>>>
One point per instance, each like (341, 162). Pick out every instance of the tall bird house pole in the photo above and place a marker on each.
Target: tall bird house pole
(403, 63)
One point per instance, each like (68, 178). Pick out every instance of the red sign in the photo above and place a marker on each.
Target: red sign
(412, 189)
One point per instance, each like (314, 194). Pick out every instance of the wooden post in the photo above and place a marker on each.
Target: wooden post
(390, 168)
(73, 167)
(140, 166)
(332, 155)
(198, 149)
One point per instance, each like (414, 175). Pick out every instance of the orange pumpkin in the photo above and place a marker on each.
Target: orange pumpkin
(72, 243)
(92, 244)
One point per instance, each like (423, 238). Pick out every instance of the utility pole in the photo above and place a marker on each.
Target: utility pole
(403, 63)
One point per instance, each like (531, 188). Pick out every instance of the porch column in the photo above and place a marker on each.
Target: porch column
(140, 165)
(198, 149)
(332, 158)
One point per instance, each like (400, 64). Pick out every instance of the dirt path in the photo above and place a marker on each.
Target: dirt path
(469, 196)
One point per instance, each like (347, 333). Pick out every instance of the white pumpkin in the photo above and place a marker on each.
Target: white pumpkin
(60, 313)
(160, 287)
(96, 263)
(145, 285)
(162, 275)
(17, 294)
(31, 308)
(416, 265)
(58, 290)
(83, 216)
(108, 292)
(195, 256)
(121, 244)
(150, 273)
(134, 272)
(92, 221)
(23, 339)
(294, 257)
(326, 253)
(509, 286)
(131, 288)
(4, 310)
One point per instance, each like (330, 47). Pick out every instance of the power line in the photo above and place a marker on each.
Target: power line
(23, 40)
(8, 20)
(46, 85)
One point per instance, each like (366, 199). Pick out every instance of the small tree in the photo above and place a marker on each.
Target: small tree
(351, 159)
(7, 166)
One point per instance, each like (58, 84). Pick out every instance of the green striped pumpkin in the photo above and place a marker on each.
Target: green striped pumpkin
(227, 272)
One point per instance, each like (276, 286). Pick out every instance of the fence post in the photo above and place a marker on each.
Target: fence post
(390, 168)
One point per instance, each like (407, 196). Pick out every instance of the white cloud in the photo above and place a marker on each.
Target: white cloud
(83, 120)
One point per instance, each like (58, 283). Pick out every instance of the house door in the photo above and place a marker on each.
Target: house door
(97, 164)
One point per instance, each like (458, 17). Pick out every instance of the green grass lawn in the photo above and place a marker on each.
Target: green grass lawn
<<<
▶ [PROBLEM TO WORK ON]
From the line holding "Target: white cloud" down to the final line above, copy each line exactly, and leave out everything before it.

▶ [WRITTEN SOLUTION]
Target: white cloud
(83, 120)
One point per instance, each like (58, 283). Pick out every instance of the house door in the photo above and place a marker on each.
Target: house door
(97, 164)
One point per instance, each like (458, 17). Pick out every instance of the green grass lawn in the photo above and place a marker on each.
Target: green grass lawn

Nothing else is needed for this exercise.